Requirement 1
Duplicate the rows below, starting at the first row and ending with the line that holds "0 44 L 0 76", including both of those lines.

Text passage
>> start

While we're talking about it, I dislike the word "Legendary" simply because it's long, and takes up too much space on the type line. Starting from scratch I'd propose using a shorter word. "Hero" or "Epic" are the shortest I can think of that would fit. "Unique" is longer, but is also more obviously linked to the actual effect of the rule.

I'd also like "At the end of turn sacrifice this/that/it" become a keyword if only to save space in abilities meant to summon temporary tokens. You could even build "haste" right into the word. The keyword could be "Temporary" or "Ephemeral" or "Fleeting" or any other synonym you felt like.

update to U/R gold common over the 4/4 selfsaccer

>There's this one thing Maro said that was actually good.unbelievable How cards should be written as 'discard from your library' rather than 'put the top...'

I'll agree with that. The more we can shave words off of common effects the better. There should also be a general rule that whenever you search your library, you always shuffle it after, that way you can get rid of "Then shuffle your library."

Well, you're free to have you opinion. I think having subtypes belong to more than one card type is just a bad move, though. I agree with you on "Legendary" but I also agree with Maro that the rules baggage associated with that particular should either be gotten rid of or redesigned. He's right, why does something like "Legendary," that sounds good, actually have a downside? Of course, the problem with just dropping all the baggage is that it loses a lot of distinction. Yeah, I'm kinda glad I'm not the one who actually has to make these decisions.

I have to say though, I'm kinda with Maro when it comes to not keywording downsides, just because it would result in so many keywords that all see play at once. I don't want this to become Keyword: The Remembering.

>shadow
I really hate this keyword. I hate horsemanship too, for similar reasons. "Flying with different flavor" is just annoying.

>But flying can still block non-flying, shadow can't block non-shadow

Yes, I understand there is a difference, but not enough of one to overcome my objection.

>I really hate this keyword. I hate horsemanship too.
>Yes, I understand there is a difference, but not enough of one to overcome my objection.
¯\_(ツ)_/¯

Same here. "Flying by a different name" is kinda annoying. Though I will say that I do occasionally enjoy the "Can't be blocked except by creatures with flying or reach" ability, I still don't want it keyworded, and I only want it used sparingly.

Have you ever considered that it might be in your best interest not to look quite so smug? I mean, he has a point, Shadow inhabits a space that Flying pretty much has covered.

>I mean, he has a point, Shadow inhabits a space that Flying pretty much has covered.
If you find a card with flying in my set, I'll get back to you on that.

This is to replace Oilflesh Thing? That's too bad, I liked Oilflesh Thing. This is a solid card too, however.
>Objections to Shadow
If I remember correctly, it straight replaces flying in his set, so there aren't multiple types of common evasion floating around. I could be wrong, though.

>> end

(Outline labeling rows)
>> start

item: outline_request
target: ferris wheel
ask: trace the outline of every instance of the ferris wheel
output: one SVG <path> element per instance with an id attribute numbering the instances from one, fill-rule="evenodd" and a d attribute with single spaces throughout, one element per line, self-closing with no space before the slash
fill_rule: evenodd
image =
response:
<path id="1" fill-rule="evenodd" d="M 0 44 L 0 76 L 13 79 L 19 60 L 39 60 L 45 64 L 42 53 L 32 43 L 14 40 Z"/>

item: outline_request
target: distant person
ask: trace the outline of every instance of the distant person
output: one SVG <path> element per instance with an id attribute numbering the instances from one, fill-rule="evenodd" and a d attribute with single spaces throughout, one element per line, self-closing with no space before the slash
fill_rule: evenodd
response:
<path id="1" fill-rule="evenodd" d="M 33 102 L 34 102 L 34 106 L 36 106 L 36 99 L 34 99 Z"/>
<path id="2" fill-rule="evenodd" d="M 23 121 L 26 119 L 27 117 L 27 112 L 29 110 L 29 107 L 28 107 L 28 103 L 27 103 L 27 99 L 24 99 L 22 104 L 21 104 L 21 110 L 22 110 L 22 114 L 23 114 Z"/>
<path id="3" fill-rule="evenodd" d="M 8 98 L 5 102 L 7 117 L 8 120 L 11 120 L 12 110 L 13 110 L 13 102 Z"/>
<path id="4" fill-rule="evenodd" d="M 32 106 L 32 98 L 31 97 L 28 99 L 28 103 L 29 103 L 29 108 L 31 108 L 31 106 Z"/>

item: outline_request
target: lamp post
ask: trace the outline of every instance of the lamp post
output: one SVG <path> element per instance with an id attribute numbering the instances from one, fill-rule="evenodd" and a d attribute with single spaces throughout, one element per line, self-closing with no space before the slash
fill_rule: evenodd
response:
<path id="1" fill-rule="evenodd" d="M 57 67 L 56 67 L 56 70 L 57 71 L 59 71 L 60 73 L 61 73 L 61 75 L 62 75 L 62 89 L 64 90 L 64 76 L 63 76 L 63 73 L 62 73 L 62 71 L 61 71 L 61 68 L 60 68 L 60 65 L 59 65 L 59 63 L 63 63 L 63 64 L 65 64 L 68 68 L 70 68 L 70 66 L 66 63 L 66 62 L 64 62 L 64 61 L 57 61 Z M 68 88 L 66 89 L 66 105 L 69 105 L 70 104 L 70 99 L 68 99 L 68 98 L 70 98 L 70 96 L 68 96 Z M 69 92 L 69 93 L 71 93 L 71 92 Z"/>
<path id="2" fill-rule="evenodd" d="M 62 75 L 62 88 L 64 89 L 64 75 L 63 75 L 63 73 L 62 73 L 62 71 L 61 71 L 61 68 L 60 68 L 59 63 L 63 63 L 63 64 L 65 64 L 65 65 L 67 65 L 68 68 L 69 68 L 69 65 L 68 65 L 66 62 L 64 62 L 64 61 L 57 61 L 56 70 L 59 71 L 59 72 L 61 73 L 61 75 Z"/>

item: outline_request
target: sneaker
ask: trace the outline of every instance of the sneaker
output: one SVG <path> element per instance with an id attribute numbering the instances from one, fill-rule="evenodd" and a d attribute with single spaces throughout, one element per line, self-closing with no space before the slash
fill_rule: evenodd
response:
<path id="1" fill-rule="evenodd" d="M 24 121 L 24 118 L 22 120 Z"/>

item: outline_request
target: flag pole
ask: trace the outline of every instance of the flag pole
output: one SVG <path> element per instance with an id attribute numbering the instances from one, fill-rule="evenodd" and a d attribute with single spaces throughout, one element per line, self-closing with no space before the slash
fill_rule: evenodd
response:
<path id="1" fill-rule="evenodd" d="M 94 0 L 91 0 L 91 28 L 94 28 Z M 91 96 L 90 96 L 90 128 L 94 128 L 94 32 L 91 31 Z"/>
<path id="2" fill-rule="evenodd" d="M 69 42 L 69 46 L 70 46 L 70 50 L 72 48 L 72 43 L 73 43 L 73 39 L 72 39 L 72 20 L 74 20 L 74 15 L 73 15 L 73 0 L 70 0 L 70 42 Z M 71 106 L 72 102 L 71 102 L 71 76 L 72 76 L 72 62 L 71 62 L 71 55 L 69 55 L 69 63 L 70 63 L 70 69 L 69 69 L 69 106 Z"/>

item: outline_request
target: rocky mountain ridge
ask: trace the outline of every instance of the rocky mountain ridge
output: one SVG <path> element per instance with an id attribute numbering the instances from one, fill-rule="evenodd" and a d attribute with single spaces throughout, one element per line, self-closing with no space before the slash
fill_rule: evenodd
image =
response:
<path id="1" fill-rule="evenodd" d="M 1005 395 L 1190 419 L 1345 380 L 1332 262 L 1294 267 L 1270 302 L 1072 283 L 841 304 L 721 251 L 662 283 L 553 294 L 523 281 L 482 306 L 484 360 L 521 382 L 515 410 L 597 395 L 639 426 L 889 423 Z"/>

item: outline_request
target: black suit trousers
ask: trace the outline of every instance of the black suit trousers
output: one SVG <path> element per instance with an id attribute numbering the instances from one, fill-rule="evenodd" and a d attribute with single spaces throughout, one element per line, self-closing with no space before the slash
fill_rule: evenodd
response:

>> end

Requirement 2
In the discussion of card keywords above, which two words does the first poster name as the shortest replacements for "Legendary"?

Task solution 1
item: outline_request
target: ferris wheel
ask: trace the outline of every instance of the ferris wheel
output: one SVG <path> element per instance with an id attribute numbering the instances from one, fill-rule="evenodd" and a d attribute with single spaces throughout, one element per line, self-closing with no space before the slash
fill_rule: evenodd
image =
response:
<path id="1" fill-rule="evenodd" d="M 0 44 L 0 76 L 13 79 L 19 60 L 39 60 L 45 64 L 42 53 L 32 43 L 14 40 Z"/>

Task solution 2
"Hero" and "Epic."